Point labeling examples

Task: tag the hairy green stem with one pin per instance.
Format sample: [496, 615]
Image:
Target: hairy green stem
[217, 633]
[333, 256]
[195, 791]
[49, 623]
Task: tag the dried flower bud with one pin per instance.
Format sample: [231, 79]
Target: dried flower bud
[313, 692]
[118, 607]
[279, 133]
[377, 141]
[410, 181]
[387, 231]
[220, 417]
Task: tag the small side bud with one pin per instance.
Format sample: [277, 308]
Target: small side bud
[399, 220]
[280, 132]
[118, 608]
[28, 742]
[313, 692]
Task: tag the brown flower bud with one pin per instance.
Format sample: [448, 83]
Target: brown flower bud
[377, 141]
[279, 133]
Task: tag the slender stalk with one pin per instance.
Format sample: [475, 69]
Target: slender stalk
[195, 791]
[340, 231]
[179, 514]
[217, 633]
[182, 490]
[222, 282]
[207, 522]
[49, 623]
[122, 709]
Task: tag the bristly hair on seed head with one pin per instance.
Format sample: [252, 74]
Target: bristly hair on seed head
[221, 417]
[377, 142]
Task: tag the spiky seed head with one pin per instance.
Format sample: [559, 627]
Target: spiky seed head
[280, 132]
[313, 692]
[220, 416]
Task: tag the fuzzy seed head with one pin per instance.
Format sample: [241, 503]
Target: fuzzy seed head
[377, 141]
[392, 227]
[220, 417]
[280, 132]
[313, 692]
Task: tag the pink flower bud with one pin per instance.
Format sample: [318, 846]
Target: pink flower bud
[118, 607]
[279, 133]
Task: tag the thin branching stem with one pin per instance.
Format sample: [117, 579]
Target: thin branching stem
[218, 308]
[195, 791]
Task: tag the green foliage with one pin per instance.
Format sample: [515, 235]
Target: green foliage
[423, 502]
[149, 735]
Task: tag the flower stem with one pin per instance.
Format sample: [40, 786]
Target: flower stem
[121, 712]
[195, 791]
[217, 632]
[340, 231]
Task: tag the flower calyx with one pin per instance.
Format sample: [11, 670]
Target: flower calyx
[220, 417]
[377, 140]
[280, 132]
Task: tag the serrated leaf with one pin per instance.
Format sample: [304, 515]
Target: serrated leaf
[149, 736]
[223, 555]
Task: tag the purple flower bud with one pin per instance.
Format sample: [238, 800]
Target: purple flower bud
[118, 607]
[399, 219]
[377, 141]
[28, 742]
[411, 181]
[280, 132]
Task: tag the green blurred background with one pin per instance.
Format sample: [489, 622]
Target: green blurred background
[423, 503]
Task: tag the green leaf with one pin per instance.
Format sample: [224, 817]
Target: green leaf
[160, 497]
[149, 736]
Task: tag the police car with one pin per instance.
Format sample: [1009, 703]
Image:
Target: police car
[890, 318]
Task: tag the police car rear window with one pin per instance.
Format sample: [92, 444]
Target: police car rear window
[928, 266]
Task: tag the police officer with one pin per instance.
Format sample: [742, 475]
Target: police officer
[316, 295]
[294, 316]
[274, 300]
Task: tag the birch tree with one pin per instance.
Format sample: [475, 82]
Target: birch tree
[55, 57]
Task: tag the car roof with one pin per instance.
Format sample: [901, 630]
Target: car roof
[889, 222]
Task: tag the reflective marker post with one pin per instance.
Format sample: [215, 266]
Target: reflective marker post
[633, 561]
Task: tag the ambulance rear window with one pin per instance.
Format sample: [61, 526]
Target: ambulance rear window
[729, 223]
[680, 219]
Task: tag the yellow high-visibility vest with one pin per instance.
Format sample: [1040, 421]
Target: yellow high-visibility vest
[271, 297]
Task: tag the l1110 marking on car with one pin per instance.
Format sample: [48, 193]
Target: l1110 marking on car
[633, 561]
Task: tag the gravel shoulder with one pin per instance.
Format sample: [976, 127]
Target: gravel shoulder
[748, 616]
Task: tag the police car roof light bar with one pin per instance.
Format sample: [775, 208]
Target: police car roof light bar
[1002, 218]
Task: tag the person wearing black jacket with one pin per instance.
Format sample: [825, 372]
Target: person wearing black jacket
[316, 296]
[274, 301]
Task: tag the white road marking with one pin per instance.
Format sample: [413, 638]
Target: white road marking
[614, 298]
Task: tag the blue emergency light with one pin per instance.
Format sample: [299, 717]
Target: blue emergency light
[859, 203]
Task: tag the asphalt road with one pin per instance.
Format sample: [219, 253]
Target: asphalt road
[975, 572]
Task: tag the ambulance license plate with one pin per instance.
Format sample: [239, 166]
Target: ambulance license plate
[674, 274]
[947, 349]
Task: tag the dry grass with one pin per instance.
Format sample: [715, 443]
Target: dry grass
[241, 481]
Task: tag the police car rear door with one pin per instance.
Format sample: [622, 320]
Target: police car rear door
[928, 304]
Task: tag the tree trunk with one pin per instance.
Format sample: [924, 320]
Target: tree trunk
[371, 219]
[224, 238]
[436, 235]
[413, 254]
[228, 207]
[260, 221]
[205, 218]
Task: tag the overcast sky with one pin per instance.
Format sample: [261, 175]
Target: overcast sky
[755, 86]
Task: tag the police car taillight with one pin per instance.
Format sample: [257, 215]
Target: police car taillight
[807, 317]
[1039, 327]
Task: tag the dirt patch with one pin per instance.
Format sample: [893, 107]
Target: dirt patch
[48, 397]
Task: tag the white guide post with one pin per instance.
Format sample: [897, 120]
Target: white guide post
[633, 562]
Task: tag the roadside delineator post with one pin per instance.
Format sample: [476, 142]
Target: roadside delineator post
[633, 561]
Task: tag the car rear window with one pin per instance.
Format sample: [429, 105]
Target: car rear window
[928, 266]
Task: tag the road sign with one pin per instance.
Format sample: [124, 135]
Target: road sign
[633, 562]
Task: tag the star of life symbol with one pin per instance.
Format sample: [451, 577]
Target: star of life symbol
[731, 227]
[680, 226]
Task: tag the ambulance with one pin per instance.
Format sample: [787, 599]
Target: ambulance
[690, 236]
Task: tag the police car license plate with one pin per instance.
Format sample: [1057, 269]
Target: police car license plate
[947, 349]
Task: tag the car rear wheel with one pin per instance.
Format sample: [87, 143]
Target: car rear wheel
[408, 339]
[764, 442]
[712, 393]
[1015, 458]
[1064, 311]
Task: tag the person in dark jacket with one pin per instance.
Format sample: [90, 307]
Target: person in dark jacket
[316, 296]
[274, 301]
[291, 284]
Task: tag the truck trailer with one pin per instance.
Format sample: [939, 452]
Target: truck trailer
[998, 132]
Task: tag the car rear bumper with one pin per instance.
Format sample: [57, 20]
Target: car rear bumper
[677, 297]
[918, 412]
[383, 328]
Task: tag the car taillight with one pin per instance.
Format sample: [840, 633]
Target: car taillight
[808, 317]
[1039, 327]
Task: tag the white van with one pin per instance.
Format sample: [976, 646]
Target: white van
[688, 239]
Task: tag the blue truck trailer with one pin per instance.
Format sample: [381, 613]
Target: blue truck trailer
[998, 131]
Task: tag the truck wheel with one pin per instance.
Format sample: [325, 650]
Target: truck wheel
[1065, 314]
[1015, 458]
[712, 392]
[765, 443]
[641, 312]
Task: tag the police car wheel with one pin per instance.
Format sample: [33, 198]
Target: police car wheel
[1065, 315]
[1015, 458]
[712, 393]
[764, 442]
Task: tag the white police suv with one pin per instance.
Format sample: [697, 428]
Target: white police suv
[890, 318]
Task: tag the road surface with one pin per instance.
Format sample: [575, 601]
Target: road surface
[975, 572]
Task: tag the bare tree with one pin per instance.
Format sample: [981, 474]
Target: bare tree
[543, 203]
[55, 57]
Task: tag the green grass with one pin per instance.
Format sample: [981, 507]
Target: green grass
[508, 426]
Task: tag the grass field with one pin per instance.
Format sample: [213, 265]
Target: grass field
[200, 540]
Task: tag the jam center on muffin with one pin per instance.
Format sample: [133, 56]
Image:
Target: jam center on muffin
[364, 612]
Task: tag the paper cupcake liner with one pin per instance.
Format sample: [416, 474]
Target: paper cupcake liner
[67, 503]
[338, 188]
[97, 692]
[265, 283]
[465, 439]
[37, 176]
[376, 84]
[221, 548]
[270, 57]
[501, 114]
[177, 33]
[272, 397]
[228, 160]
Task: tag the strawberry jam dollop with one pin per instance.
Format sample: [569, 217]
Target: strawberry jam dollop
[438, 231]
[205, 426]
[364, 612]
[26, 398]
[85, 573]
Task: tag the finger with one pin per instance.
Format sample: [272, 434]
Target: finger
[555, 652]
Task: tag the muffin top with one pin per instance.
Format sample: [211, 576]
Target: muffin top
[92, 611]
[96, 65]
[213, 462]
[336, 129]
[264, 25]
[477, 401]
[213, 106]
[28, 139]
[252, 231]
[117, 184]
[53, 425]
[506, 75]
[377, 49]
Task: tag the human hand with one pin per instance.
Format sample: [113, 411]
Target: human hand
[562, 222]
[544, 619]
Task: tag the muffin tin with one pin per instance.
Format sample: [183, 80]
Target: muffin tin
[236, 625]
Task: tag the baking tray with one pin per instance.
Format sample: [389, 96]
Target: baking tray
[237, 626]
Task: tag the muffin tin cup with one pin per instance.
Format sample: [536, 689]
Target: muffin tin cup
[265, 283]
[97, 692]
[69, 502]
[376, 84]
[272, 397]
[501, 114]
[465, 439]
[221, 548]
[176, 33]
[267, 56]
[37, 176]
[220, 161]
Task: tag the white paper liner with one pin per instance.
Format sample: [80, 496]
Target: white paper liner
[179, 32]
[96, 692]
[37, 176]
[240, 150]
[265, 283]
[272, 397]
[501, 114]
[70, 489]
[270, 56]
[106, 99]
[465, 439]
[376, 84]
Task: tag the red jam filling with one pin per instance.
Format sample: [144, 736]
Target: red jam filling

Exercise aim:
Beginning at the line that contains "Task: tag the finger", retype each line of the listing up to and including the last one, exactly as it stands, and nothing else.

Solution for this task:
Task: tag the finger with one pin per instance.
Format sample: [272, 434]
Target: finger
[555, 652]
Task: tag the muffin top with one pin per instance.
Format sample: [211, 576]
Target: muffin top
[92, 611]
[96, 65]
[213, 462]
[336, 129]
[264, 25]
[477, 401]
[213, 106]
[28, 139]
[252, 231]
[117, 184]
[53, 425]
[506, 75]
[377, 49]
Task: tag the human hand with one pin per instance.
Format sample: [113, 411]
Target: human hand
[562, 222]
[544, 619]
Task: tag the muffin tin with one pin per instance.
Format sample: [183, 80]
Target: muffin tin
[236, 625]
Task: tag the baking tray with one pin per instance.
Format sample: [389, 96]
Target: baking tray
[237, 626]
Task: tag the muffin tin cup with one pin per instance.
Format sample: [536, 689]
Target: muffin tin cup
[265, 283]
[97, 692]
[69, 502]
[376, 84]
[272, 397]
[501, 114]
[465, 439]
[221, 548]
[176, 33]
[267, 56]
[37, 176]
[220, 161]
Task: tag the white paper liner with one pin per instance.
Format sample: [80, 496]
Target: white paper liner
[179, 32]
[96, 692]
[37, 176]
[240, 150]
[265, 283]
[272, 397]
[501, 114]
[70, 489]
[270, 56]
[106, 99]
[465, 439]
[376, 84]
Task: tag the red jam filling with one pin per instance.
Format sample: [144, 736]
Target: red jam filling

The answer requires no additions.